• **Written problem**
Can you continue the blog post and comment thread below about why people paint, picking up after its final comment?

• **Reading passage**
————

I paint to save and to be saved…

And you – Why do YOU paint?



About kasia

Born in Poland. Lives in Ireland, Cork. Visual artist. View all posts by kasia

7 responses to “Studying Art (17) – Why do you paint?

  • Stan

    Hello Katarzyna, it’s a tantalising question, and you wrote a very interesting answer! I think any artistic endeavour is an attempt to communicate with oneself, with other people, and with the world in general. Art is the universe talking to itself about beauty, truth, form, harmony, pattern, creativity itself, etc., and we are its media.

    There is a creative urge implicit in life, so humans’ capacity to deliberately make art is both remarkable and very natural; art allows us ultimately to tune in to something older, grander and more interesting than our egos.

    (I used to paint and I wish I had the time to get back into it…)

    • skonieczna

      Hello Stan
      Wow, it is a quite thoughtful comment and a mini-article in itself… I would sign myself under it in general. I will follow you in your online activities (if you don’t mind). All the best to you… Join me on twitter and facebook (if you bother with that)

      • Stan

        Oops, I didn’t mean to write a mini-article, but a short response would have been too cryptic. In a way it is an impossible question to answer, or answer satisfactorily, but there’s a lot of fun and interest in exploring it, and in hearing why other people paint (or otherwise create). The Zen reaction to your question would have been to pick up a paintbrush, but there was only a pen here, so I doodled, then wrote. If I wrote another response now, it would be a bit different.

        Someone – maybe Amos Vogel – once wrote that the purpose of art is to change consciousness. To borrow your phrase, I think I would sign myself under that too, though it applies to a different question. And a different mini-article!

  • skonieczna

    Thanks Stan
    We seem to have similar writing/thinking style – I very rarely have an impression I would answer the same questions/express the same ideas the same way; in a sense – how could I if I change continuously, alike the world around and people who affect me? Cheers. K.

————

• **Material**
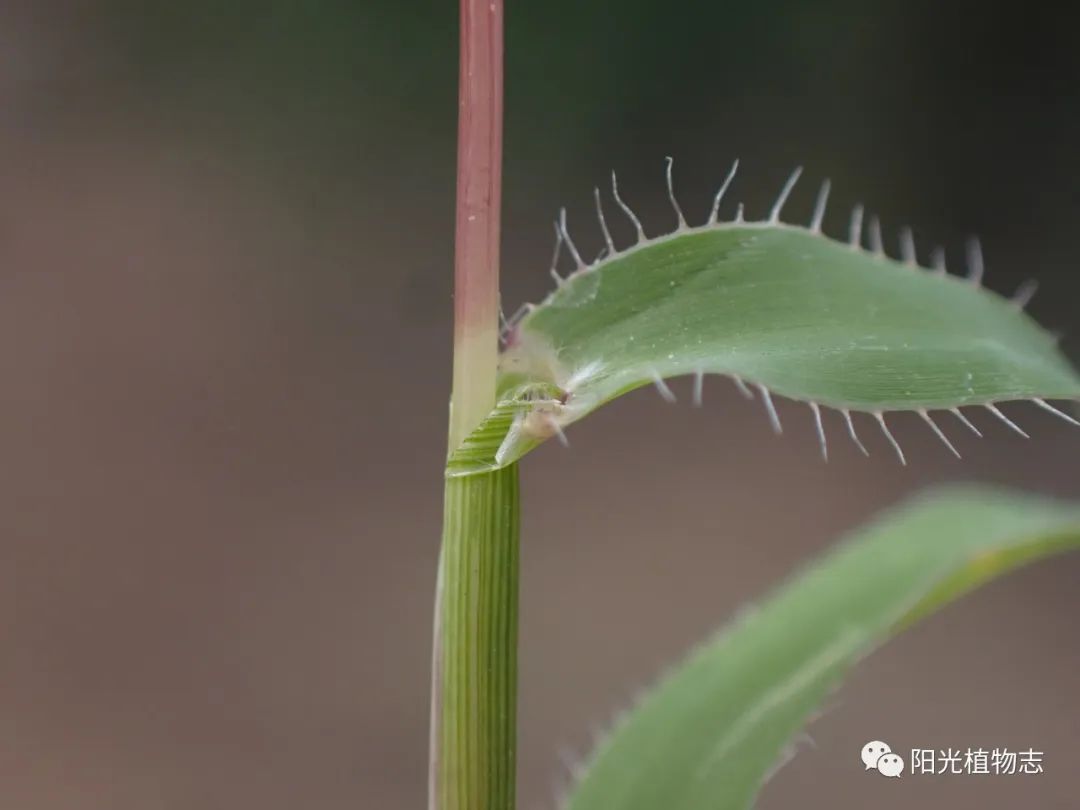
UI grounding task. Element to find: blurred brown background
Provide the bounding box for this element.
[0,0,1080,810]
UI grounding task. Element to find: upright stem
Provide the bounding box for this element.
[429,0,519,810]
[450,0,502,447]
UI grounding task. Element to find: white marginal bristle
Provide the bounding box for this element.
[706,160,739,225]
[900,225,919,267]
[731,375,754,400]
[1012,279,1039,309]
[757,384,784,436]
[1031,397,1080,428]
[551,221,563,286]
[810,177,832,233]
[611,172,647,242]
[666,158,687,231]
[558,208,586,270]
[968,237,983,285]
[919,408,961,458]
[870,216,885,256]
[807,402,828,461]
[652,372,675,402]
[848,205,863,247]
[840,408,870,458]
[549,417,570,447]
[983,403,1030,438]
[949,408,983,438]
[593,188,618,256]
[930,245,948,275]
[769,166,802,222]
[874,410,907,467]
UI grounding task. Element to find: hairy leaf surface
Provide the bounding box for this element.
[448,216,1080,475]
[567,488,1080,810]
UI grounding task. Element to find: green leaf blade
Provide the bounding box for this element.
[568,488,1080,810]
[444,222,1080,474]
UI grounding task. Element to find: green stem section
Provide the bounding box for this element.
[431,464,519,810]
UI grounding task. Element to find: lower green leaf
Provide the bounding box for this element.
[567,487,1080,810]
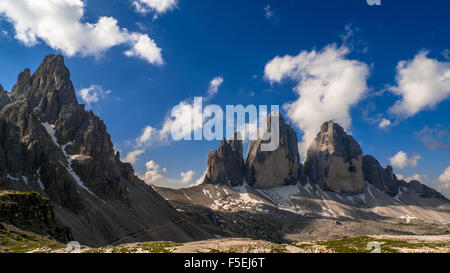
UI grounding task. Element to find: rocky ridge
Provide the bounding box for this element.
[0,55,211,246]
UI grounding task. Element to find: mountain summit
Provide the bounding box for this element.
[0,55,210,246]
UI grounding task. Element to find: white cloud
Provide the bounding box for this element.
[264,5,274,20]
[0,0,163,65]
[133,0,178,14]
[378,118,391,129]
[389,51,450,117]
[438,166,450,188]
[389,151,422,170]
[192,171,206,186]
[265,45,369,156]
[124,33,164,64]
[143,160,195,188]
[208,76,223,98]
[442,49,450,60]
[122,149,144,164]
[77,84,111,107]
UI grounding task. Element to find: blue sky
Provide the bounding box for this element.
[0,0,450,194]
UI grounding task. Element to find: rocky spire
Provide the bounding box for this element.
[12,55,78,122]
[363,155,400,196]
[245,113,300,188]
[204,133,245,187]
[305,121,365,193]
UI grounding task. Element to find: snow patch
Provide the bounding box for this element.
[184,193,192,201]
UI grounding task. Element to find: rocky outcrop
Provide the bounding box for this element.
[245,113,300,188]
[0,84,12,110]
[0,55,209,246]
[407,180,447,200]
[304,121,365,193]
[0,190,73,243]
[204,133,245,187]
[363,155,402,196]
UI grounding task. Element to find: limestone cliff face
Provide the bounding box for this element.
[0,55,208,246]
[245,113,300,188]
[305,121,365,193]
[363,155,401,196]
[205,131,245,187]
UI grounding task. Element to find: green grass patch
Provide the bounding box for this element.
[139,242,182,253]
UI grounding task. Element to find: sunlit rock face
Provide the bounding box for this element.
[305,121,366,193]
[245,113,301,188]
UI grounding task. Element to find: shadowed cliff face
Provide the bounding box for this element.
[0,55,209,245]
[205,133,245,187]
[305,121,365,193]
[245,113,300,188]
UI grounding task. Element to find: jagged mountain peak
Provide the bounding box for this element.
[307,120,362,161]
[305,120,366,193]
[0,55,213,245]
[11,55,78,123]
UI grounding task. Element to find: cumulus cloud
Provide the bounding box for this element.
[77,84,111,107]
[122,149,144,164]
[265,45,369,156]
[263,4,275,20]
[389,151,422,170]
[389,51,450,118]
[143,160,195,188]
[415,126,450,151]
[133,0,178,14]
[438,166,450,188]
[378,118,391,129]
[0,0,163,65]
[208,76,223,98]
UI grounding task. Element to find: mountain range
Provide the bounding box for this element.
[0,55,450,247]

————

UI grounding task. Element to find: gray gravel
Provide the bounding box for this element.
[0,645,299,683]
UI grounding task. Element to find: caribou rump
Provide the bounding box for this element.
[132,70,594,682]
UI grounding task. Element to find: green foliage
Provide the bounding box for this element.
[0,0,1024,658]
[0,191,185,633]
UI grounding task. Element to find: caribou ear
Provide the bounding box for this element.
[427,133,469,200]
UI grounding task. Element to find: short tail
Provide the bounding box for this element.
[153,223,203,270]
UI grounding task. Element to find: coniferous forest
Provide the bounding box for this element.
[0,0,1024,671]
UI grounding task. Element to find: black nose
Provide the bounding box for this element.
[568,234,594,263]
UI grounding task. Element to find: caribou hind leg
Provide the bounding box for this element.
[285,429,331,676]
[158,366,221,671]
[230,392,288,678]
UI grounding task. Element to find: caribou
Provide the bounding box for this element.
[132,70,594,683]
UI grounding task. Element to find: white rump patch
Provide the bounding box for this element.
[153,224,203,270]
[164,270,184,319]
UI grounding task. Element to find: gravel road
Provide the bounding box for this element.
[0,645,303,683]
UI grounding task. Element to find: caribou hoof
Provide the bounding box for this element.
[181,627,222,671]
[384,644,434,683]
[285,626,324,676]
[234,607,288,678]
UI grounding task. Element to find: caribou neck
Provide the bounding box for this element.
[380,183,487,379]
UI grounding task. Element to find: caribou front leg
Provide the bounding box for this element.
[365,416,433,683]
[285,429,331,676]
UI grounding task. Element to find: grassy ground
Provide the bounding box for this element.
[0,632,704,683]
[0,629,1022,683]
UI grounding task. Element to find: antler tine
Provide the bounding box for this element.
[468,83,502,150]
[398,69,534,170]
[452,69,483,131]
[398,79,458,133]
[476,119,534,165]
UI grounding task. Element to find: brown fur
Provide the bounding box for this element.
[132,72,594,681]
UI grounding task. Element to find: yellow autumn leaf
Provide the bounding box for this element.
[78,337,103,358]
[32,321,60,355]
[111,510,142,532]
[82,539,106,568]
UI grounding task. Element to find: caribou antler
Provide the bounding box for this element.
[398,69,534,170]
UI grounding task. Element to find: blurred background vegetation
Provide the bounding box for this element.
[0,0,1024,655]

————

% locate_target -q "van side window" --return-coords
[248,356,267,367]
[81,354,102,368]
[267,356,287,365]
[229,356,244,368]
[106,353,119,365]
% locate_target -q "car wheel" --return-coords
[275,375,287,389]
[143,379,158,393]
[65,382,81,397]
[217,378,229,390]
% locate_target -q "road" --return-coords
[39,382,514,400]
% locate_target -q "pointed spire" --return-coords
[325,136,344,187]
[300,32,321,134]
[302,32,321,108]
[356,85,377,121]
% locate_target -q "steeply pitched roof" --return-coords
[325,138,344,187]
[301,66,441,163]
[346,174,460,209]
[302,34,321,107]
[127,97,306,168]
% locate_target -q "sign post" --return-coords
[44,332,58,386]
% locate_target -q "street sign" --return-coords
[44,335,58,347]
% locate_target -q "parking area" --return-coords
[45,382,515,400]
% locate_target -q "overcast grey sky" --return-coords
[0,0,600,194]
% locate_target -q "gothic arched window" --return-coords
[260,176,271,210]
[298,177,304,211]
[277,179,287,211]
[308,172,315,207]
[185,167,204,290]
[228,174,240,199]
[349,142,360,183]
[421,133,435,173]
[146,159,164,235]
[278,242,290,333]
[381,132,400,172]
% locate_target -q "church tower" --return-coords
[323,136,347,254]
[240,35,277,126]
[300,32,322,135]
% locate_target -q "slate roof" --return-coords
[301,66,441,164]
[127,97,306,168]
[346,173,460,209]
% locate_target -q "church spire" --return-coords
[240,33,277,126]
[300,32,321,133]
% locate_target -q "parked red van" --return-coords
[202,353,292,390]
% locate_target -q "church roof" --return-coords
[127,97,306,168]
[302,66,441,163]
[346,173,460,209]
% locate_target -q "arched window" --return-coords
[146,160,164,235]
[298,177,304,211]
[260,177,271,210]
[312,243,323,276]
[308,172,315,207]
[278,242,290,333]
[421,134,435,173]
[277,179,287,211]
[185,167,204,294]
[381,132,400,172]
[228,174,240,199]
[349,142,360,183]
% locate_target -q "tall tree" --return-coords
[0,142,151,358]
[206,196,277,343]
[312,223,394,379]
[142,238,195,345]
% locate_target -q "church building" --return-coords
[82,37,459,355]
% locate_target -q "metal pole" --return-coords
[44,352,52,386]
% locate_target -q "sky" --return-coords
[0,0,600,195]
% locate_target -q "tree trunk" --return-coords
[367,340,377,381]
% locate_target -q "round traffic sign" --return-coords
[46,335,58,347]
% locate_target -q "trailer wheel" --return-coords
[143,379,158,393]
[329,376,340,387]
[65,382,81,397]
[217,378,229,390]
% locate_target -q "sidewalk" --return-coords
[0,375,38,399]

————

• **Right answer**
    • Stan

      “We seem to have similar writing/thinking style”

      Indeed – reading your blog I find myself nodding in agreement more than usual!

      Although it is an ancient idea (and, I would add, a truth) that everything is always changing, there seems to be a lot of resistance to it – sociological, political and otherwise. So the idea is as important and relevant as ever. Perhaps the resistance has to do with insecurity about mortality (or infinity), and the corresponding attraction of permanence. People generally just don’t know how to deal with The End. Art can delve deep into this terrain, loosen our misconceptions, help us confront those anxieties etc.

      By the way, I meant to say: certainly I don’t mind if you follow me online. Facebook is not for me, but I’m finding Twitter to be fun and interesting.

  • Josh W

    One fascinating thing about painting is how it can make a world from no world, how depth can be “conjured” from a flat surface. Unlike constructions where the spaces and the shapes exist without much work, and must be heavily worked to change, in painting depth and space can flower into existence with a brushstroke, weaken, change, and come back new as you paint more.

    That magical world-fluidity pretty much only exists in music in anything like the same force.